— Start of DATA FOR THIS EXERCISE —

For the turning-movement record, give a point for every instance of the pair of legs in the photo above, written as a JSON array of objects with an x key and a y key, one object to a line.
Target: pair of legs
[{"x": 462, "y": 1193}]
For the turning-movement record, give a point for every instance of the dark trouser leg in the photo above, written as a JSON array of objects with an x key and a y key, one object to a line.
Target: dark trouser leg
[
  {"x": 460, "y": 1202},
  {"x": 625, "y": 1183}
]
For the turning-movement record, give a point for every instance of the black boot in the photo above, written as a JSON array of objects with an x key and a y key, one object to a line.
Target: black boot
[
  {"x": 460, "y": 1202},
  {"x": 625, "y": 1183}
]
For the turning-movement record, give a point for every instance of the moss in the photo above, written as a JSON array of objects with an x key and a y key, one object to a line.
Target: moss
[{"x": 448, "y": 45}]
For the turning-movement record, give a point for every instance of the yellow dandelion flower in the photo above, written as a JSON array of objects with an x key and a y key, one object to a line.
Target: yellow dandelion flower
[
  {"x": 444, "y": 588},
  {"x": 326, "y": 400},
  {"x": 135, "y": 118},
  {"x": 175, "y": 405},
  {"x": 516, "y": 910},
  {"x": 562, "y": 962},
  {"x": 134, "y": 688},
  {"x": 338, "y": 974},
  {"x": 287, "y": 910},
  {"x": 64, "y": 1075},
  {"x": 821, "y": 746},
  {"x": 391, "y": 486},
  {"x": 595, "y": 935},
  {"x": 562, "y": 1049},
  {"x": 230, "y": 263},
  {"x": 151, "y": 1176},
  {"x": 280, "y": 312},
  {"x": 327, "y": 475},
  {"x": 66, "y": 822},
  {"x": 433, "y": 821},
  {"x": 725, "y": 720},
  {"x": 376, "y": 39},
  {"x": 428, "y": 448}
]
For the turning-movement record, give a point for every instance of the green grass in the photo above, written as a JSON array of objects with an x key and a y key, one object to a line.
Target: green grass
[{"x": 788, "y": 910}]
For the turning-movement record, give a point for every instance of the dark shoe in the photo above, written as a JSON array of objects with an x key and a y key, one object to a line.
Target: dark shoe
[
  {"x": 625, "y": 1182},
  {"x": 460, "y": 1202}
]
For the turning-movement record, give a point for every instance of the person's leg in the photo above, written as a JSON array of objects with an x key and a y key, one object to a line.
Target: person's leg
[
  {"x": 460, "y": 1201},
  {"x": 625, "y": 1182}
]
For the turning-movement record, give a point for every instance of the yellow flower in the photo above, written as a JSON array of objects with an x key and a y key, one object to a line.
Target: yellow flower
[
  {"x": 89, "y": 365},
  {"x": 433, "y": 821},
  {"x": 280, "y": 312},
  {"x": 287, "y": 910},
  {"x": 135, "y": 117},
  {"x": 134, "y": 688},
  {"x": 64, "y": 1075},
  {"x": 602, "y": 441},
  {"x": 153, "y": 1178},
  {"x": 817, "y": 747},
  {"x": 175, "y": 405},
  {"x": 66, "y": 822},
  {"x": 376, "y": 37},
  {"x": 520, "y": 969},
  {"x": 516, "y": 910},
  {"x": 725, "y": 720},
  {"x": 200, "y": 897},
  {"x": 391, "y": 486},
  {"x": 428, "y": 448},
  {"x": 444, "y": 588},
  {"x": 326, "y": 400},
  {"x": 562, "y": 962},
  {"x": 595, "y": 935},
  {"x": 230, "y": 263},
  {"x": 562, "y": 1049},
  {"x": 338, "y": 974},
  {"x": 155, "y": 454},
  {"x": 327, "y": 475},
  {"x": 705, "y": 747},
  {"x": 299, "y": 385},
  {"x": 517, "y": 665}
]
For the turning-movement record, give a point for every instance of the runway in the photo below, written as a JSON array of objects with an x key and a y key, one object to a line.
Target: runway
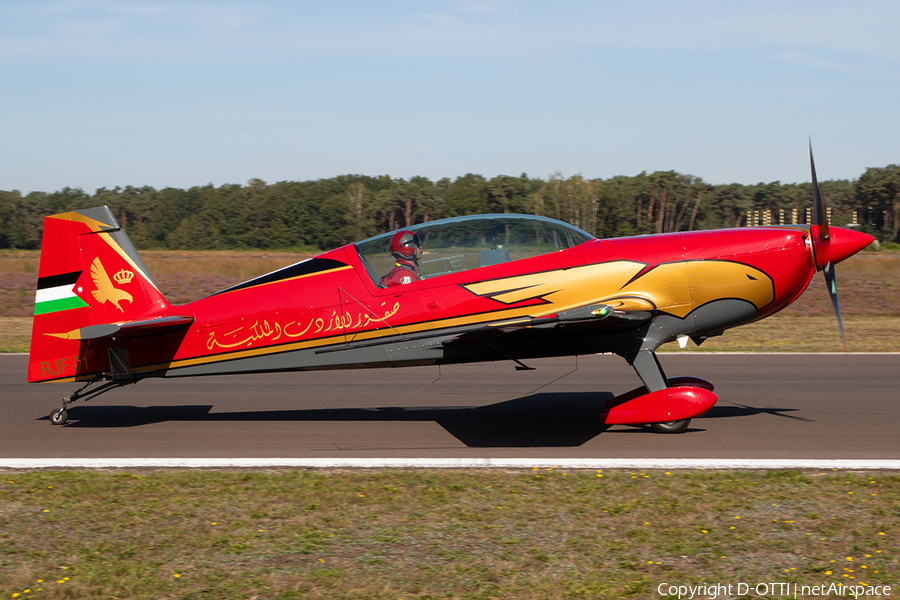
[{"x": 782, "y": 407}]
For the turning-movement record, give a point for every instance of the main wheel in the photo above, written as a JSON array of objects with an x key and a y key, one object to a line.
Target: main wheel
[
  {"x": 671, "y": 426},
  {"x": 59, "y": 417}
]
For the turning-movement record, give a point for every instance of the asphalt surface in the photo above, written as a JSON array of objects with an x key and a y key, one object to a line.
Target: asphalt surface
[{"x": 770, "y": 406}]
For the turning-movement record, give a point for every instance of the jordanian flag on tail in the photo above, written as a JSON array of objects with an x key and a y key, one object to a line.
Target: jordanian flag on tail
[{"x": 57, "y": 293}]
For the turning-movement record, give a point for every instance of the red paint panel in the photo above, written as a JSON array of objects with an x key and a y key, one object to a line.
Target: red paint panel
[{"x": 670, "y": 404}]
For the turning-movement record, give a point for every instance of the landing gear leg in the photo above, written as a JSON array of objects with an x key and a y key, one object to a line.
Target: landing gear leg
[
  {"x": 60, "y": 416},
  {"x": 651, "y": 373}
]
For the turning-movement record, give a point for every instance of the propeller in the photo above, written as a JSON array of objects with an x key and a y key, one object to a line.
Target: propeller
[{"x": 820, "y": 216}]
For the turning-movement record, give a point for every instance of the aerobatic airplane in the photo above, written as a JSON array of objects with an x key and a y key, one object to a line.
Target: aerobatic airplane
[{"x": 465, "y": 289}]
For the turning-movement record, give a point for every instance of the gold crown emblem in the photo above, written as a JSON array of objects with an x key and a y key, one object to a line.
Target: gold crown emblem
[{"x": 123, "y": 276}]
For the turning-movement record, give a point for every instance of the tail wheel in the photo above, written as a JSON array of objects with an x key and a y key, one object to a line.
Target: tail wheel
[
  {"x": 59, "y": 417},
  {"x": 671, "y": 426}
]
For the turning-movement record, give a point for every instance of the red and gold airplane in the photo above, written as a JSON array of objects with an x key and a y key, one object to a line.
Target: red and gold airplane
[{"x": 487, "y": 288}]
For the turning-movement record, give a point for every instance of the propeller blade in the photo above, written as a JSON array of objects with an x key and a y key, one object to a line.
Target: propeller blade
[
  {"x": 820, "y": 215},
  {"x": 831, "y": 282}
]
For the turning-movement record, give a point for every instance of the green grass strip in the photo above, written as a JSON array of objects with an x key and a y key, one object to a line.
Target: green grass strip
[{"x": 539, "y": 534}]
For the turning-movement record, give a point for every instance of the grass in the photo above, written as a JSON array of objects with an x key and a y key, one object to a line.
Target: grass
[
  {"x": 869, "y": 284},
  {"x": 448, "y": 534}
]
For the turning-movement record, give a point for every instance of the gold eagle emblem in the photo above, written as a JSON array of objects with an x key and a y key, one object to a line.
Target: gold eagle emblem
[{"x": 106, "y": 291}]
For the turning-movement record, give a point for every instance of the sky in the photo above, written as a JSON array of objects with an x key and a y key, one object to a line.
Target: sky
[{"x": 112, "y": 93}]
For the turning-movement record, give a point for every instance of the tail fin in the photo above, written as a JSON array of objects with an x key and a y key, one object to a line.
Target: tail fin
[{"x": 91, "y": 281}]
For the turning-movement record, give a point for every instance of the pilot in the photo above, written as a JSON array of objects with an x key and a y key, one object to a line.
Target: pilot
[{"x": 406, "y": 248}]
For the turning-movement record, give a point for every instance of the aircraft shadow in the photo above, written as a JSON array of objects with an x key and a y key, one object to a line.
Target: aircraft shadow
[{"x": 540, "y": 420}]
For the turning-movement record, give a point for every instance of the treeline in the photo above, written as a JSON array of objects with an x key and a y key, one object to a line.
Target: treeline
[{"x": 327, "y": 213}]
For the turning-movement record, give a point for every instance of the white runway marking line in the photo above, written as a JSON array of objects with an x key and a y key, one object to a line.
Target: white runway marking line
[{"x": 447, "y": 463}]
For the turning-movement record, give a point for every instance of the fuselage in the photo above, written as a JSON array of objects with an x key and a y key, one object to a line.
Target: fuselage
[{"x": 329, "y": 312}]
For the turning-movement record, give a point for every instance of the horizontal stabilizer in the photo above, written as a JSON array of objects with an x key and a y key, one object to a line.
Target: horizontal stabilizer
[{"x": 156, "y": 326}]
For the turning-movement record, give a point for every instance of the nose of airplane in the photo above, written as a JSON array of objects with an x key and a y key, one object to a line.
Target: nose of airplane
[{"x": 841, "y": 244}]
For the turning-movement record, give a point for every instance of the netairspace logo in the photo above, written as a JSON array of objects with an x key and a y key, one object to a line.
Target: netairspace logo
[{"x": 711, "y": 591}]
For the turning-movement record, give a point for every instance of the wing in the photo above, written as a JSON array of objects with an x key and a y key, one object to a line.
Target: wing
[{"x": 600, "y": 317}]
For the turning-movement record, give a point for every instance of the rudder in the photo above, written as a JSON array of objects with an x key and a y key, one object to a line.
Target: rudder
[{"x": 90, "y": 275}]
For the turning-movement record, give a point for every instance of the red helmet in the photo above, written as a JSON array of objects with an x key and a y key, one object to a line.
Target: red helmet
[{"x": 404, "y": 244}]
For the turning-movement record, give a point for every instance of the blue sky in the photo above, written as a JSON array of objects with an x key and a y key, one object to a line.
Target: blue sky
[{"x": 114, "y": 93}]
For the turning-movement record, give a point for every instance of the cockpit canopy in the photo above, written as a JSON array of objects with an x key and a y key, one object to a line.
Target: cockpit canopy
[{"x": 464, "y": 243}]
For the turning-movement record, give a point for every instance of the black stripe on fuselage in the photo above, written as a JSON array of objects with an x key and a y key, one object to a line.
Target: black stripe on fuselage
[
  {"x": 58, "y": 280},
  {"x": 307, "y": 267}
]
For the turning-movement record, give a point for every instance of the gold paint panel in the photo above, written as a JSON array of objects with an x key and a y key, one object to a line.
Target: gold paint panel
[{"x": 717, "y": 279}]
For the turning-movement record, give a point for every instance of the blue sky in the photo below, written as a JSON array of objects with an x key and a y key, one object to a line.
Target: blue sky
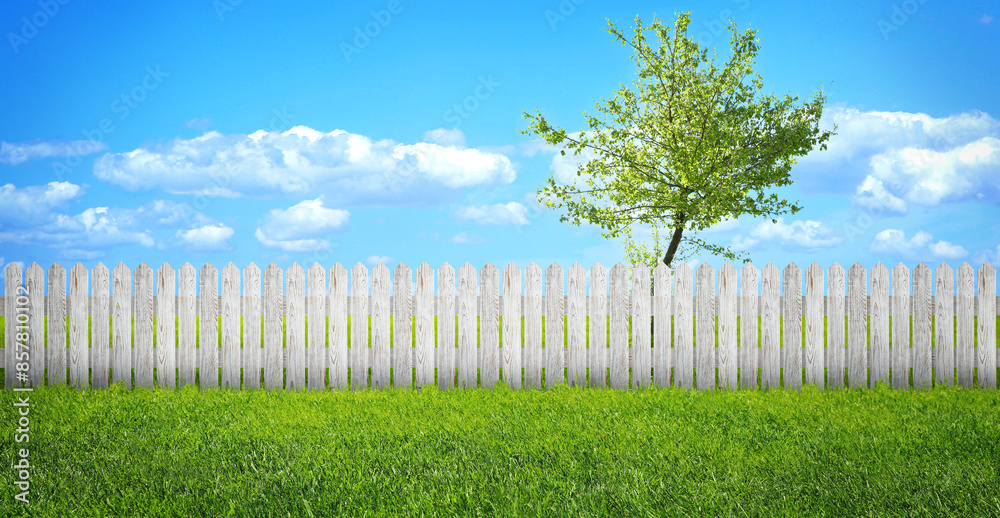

— End of DATA FOR THIS EXERCISE —

WHAT YOU ARE ASKED TO DO: Transcribe the lines running from the one that contains "sky in the photo below, written" through the end of the records, leaving the pictures out of your answer.

OUTPUT OF THE EXERCISE:
For the turning-movement record, give a point for every instance of the blue sky in the photo below, written as a JSON array of objects with an x key and a y key, one object to a line.
Target: blue sky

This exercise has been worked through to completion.